Objective
Locate the line that contains "the sideboard leg". Print it and each following line through the end of the listing, verbatim, and nothing more.

-- start Data rows --

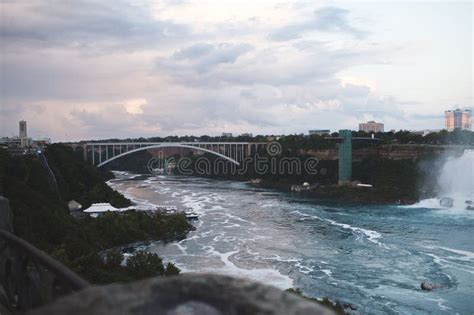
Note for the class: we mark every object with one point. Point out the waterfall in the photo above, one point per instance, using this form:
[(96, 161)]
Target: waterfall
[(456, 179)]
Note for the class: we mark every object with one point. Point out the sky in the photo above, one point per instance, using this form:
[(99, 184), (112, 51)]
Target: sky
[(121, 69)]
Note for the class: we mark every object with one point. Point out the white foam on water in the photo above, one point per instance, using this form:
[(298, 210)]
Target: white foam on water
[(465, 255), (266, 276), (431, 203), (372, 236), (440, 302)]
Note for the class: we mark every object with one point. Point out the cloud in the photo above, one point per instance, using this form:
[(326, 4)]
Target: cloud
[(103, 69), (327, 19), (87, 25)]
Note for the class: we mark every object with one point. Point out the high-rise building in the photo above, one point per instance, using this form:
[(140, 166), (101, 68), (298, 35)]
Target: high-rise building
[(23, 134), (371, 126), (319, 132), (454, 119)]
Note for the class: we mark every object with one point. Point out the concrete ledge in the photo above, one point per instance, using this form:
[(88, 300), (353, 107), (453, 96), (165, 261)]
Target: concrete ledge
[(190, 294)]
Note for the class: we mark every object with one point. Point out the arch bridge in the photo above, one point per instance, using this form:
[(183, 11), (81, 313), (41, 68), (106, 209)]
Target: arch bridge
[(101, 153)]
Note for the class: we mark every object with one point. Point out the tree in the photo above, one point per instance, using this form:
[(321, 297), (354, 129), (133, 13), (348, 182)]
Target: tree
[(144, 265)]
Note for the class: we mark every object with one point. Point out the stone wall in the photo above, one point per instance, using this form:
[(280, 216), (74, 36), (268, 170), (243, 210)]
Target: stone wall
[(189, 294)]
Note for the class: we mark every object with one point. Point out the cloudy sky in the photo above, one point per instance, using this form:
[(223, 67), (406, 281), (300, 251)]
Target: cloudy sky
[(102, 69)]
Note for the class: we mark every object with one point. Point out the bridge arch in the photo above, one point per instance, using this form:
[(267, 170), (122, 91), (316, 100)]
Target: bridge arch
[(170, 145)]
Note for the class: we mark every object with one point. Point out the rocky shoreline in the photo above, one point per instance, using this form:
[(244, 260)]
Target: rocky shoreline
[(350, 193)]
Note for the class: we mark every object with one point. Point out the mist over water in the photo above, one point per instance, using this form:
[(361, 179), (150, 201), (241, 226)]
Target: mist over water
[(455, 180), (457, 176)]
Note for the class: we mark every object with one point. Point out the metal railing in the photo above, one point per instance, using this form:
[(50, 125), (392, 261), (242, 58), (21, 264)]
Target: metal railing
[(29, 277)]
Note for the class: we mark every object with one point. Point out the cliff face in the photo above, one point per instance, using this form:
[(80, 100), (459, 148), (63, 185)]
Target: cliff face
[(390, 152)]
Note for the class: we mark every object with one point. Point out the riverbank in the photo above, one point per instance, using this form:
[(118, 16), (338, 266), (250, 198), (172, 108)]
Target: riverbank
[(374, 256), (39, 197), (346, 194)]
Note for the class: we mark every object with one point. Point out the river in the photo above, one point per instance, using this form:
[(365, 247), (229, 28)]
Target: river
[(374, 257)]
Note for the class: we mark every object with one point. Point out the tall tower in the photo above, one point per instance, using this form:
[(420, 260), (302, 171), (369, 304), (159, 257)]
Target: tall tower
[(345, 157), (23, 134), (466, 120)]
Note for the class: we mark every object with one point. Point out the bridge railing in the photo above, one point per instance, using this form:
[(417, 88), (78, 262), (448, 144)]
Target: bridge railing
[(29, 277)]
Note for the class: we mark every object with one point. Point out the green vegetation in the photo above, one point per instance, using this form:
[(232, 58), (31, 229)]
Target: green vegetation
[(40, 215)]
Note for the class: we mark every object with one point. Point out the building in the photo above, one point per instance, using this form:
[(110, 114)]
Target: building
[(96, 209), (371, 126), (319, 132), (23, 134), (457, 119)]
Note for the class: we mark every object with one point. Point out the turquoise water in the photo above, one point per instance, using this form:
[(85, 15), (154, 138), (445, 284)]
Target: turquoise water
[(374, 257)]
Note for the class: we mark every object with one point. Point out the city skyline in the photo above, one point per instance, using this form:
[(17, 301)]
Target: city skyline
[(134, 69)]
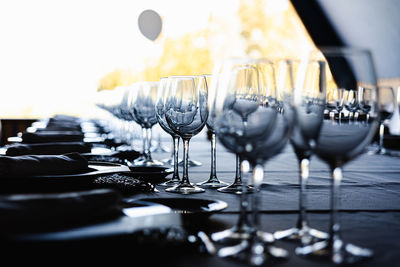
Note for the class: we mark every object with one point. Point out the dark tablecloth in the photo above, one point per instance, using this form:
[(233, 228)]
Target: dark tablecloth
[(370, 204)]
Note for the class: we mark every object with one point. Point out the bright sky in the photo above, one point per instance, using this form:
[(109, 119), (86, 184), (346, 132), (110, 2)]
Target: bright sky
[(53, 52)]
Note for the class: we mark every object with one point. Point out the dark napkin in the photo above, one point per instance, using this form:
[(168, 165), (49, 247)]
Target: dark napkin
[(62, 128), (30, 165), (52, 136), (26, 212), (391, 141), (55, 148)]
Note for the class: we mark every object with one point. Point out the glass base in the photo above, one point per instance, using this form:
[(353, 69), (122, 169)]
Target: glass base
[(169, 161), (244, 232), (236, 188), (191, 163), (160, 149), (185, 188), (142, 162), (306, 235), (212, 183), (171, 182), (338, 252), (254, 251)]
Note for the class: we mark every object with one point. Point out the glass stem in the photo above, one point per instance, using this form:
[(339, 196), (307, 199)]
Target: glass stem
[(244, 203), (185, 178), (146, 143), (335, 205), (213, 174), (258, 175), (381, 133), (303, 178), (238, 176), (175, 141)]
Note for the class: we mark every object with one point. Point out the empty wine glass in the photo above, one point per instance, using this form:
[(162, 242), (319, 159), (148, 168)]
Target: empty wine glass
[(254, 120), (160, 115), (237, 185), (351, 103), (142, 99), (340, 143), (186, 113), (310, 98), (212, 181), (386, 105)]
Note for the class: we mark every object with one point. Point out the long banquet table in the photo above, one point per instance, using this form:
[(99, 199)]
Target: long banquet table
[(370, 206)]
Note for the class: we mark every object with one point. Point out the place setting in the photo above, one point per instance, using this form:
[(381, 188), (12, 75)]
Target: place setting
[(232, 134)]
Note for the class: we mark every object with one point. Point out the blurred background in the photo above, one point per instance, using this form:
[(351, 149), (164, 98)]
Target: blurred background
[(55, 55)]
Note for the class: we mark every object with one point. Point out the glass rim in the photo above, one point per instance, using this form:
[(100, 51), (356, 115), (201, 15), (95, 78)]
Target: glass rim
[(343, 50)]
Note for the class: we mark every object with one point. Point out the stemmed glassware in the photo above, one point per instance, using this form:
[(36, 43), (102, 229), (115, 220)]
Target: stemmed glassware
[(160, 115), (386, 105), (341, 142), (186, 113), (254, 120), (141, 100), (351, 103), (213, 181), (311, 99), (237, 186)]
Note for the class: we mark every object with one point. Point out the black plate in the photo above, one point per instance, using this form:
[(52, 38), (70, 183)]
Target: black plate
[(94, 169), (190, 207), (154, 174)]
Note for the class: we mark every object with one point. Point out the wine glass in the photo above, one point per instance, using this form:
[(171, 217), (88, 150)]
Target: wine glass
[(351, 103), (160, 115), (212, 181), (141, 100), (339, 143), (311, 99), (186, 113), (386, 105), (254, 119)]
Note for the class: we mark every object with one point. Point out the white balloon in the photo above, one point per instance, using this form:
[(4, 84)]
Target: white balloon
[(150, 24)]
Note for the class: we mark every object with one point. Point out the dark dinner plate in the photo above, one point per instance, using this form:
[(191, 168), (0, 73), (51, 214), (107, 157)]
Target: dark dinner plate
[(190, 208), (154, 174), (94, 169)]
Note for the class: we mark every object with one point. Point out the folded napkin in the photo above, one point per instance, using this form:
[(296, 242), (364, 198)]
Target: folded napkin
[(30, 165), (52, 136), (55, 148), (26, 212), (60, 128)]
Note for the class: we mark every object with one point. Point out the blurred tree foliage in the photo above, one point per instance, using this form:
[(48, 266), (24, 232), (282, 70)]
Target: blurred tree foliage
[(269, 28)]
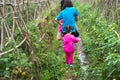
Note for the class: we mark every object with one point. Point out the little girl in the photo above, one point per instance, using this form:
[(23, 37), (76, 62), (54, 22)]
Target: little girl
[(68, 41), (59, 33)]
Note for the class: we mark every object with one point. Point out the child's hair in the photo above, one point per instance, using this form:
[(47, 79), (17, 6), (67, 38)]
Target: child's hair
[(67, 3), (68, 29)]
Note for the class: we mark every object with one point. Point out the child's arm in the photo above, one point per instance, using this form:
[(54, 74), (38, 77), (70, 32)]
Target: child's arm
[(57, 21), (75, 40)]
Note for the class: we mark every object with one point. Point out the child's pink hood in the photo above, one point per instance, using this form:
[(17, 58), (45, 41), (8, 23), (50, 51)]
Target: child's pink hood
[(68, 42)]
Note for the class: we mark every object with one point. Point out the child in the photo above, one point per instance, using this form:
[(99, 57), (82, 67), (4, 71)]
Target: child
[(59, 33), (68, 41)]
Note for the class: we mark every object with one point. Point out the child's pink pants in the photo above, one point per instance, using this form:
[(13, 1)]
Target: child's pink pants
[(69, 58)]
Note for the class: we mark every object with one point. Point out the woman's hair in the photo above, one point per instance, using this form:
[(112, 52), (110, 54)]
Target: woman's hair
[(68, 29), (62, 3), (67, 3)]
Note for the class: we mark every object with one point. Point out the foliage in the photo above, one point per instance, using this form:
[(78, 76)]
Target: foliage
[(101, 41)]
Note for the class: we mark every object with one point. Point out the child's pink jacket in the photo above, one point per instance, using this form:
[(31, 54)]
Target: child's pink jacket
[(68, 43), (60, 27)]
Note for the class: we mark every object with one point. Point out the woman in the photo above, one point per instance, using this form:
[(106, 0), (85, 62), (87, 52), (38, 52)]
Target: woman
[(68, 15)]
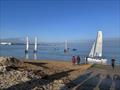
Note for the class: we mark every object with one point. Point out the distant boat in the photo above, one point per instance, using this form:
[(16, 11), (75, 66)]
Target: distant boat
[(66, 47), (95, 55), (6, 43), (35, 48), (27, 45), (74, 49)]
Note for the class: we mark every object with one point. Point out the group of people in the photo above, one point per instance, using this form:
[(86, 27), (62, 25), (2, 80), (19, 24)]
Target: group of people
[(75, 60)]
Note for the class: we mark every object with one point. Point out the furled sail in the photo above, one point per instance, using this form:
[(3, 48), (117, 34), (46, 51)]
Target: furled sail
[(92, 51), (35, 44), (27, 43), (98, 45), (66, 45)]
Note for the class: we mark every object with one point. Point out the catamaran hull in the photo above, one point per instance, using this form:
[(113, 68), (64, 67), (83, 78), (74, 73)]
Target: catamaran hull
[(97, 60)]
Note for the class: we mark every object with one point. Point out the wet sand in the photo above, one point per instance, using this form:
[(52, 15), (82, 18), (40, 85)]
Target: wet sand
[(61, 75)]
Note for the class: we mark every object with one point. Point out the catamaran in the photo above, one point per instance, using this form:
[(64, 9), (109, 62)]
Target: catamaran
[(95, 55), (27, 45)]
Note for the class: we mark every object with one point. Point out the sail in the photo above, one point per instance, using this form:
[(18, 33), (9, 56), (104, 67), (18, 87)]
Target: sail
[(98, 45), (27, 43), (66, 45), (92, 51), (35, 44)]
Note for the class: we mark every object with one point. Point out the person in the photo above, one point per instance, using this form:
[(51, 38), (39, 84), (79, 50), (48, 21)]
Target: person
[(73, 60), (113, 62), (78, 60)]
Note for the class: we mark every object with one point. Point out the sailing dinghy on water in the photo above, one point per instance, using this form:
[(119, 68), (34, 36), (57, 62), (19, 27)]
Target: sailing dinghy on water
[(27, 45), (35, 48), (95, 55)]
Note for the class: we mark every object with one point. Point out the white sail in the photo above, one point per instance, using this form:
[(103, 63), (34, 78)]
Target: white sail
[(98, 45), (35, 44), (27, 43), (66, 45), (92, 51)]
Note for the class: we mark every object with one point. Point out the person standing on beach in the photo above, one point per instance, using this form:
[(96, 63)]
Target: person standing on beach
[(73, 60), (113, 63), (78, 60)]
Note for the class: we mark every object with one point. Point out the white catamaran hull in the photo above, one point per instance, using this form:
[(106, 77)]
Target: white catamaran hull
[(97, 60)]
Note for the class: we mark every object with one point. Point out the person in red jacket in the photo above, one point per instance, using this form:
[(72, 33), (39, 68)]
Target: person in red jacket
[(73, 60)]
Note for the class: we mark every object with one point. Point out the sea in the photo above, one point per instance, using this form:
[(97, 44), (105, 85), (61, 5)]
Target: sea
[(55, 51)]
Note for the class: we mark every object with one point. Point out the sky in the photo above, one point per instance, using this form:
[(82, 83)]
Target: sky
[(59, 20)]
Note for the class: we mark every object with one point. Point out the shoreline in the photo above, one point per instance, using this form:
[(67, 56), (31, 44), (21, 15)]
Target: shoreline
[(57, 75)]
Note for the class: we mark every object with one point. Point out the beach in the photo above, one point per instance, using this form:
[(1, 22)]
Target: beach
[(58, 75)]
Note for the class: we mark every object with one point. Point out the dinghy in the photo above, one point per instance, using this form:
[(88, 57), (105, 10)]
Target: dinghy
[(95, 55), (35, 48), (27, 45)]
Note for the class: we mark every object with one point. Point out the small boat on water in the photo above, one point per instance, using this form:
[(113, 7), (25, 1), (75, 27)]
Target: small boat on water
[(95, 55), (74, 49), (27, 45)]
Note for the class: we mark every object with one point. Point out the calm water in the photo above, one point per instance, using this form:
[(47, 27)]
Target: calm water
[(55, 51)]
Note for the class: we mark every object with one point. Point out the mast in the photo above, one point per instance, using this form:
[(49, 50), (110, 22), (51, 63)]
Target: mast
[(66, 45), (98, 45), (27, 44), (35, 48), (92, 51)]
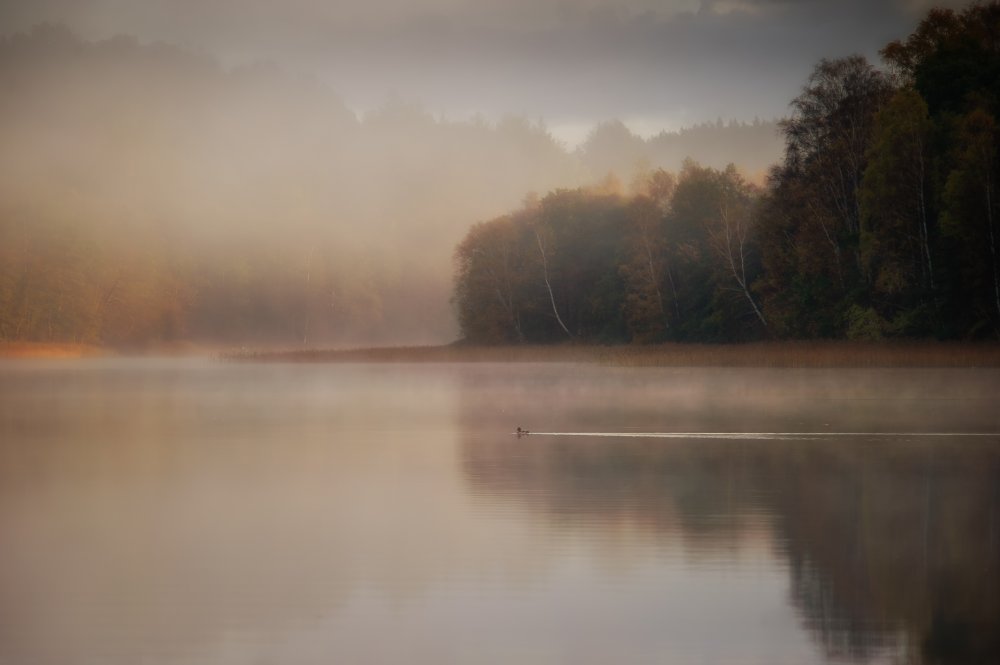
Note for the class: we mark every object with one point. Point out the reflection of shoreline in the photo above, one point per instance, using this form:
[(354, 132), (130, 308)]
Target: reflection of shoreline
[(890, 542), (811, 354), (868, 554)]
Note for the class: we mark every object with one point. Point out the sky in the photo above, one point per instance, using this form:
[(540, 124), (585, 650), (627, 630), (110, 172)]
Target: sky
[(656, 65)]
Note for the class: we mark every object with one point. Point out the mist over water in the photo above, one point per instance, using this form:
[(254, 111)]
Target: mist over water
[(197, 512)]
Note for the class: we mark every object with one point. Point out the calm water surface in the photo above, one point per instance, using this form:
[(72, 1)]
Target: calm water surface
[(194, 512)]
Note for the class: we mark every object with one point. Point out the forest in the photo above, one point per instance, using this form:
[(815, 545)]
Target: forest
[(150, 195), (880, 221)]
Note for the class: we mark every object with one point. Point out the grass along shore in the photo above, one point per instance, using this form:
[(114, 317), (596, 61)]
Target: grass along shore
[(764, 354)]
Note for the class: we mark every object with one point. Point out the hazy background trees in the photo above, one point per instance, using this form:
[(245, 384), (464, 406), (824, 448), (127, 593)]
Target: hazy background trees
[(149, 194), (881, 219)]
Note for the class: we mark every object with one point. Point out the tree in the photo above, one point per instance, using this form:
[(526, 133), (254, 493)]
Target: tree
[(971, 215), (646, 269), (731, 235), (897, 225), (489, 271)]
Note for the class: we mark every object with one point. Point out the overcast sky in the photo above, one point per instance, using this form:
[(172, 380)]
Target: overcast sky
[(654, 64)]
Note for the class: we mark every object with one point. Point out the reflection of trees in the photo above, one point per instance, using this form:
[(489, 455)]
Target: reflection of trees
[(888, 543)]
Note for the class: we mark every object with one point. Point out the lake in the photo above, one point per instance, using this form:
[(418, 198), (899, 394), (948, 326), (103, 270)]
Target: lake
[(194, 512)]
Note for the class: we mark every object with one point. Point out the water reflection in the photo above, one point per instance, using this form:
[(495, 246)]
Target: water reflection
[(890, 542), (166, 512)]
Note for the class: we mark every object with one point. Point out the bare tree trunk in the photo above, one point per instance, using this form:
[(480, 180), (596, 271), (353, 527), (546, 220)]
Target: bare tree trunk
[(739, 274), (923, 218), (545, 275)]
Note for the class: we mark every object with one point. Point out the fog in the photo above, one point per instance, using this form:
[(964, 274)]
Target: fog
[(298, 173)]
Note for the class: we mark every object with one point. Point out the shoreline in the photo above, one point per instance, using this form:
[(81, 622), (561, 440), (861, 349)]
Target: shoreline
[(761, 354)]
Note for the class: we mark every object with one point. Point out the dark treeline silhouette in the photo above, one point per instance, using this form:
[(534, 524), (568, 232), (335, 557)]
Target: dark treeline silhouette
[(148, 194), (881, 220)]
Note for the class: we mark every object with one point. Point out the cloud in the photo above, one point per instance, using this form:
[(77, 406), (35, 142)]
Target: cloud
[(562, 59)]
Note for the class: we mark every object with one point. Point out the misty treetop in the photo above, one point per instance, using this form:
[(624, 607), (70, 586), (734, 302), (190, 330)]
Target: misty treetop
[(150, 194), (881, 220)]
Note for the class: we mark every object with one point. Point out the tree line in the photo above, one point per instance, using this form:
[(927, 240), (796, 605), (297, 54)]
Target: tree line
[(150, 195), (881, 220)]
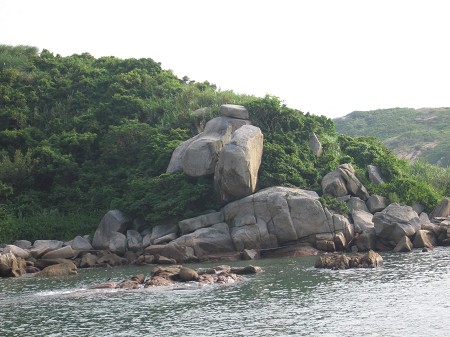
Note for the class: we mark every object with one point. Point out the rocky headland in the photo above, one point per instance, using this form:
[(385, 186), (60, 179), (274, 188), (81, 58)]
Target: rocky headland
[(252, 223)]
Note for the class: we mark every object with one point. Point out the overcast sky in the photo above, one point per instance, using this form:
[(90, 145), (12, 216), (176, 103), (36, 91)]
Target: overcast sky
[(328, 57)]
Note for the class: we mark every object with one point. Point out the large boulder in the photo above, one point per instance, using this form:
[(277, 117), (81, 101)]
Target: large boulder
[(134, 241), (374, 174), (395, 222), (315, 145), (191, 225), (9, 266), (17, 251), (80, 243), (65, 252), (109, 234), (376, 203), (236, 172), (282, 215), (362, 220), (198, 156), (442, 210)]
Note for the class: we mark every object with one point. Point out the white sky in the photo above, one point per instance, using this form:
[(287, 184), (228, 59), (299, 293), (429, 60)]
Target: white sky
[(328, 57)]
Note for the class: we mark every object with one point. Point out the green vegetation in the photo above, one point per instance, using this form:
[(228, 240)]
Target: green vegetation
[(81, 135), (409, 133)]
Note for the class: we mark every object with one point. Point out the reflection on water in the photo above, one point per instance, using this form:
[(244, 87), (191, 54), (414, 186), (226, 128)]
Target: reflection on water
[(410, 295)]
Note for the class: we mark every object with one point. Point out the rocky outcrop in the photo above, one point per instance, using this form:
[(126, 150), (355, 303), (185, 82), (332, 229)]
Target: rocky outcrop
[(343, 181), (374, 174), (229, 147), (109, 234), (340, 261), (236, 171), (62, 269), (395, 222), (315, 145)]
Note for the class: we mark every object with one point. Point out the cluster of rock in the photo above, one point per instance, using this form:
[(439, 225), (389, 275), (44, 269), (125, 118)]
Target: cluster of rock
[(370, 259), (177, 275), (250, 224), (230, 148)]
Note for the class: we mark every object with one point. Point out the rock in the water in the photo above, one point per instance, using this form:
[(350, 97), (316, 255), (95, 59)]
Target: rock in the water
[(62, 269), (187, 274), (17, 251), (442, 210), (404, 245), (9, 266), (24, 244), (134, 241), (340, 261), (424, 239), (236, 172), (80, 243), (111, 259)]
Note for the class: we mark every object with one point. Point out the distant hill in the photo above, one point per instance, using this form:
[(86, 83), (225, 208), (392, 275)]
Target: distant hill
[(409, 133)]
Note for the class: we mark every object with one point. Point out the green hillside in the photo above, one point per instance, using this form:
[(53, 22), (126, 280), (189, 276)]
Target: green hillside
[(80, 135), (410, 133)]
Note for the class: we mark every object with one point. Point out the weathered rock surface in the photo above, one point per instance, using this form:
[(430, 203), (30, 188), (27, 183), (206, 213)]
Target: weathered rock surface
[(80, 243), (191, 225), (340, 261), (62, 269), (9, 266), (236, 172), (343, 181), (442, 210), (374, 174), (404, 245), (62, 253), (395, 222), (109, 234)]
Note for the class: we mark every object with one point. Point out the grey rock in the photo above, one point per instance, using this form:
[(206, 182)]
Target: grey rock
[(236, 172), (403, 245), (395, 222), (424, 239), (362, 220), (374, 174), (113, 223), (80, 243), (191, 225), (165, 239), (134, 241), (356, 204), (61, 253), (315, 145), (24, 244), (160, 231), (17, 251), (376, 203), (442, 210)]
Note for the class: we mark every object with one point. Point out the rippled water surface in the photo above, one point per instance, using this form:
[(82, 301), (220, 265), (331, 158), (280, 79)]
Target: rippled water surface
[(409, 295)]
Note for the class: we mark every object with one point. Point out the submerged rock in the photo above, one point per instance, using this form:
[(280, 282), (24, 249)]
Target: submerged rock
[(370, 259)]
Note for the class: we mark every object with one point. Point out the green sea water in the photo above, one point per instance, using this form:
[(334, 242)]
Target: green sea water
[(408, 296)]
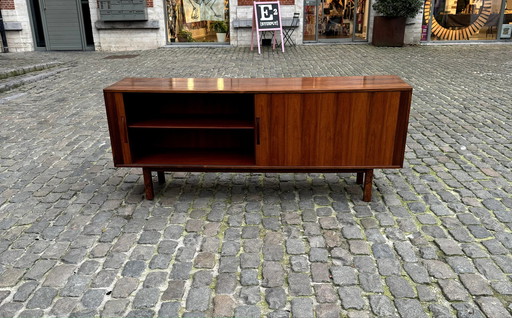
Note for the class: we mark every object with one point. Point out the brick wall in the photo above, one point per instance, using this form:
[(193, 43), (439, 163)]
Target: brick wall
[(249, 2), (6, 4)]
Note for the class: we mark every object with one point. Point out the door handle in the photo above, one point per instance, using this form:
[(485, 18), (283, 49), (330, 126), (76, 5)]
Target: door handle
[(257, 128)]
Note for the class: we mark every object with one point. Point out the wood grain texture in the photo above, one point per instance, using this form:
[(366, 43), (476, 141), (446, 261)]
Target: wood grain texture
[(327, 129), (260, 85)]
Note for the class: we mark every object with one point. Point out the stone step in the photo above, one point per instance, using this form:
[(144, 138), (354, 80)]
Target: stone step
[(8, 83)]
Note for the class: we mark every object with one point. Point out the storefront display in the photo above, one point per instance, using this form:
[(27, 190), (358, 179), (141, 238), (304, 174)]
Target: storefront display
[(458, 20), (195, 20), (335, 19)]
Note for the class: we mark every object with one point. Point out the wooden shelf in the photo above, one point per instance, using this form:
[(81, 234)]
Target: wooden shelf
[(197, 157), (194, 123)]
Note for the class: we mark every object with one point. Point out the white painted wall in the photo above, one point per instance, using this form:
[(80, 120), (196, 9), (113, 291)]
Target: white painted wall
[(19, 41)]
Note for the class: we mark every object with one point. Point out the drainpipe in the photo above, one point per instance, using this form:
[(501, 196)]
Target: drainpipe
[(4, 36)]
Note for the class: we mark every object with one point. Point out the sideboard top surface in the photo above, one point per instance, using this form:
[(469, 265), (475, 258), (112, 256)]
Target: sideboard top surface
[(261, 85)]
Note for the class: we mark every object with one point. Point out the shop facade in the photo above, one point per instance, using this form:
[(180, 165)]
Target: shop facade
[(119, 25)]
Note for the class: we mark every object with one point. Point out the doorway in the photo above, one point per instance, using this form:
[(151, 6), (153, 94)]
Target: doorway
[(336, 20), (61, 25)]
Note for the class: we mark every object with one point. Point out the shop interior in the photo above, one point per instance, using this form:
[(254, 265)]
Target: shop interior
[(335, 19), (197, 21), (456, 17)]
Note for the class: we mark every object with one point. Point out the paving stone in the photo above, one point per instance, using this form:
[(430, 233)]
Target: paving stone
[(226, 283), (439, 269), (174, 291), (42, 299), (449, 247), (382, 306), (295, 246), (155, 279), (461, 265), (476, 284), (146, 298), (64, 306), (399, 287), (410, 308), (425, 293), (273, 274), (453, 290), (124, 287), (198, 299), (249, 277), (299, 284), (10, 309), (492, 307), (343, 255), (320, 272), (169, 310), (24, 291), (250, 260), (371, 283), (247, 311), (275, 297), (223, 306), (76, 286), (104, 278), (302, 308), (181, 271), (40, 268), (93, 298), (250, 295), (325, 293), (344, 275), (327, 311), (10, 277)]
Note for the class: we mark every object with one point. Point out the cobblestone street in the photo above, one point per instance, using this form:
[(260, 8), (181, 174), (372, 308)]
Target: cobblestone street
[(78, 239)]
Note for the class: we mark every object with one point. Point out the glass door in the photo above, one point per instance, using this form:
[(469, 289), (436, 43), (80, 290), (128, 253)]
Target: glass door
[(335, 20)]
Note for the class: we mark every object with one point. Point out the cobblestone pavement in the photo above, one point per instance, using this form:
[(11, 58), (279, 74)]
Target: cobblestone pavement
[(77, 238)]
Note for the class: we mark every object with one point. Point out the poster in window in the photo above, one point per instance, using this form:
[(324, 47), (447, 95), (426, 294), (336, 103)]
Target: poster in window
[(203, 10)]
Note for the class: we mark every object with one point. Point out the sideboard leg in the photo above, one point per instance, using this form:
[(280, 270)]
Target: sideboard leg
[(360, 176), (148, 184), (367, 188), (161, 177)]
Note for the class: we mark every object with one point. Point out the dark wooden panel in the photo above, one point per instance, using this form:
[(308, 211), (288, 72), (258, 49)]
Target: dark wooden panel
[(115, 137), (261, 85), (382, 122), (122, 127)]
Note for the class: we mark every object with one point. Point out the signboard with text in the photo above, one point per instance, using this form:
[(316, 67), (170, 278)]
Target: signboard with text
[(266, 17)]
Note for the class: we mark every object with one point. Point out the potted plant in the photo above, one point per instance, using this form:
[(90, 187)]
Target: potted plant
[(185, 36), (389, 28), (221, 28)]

-- end Data rows --

Task output
Note for the class: we mark every object with one point. Point out the sideboard leg in the photo above, one point per instance, using this form:
[(280, 270)]
Target: sideboard leg
[(360, 176), (148, 184), (367, 188), (161, 177)]
Note for the class: we mark every object with one point. Point out the dark wooden panel in the photo above, one point per instance, using this form:
[(308, 211), (288, 72), (258, 49)]
Target: dark wooden panel
[(115, 137), (261, 85), (382, 122), (122, 127)]
Note for the class: we mark every object with one point. Point out the signboard with text in the photo above, one point per instance, using this form:
[(316, 67), (170, 278)]
Target: signboard with text
[(266, 17)]
Note for the class: we mark every object with one point. Point out the potted plant in the photo above, one point per instance, using this form:
[(90, 187)]
Target: potted plant
[(185, 36), (389, 28), (221, 28)]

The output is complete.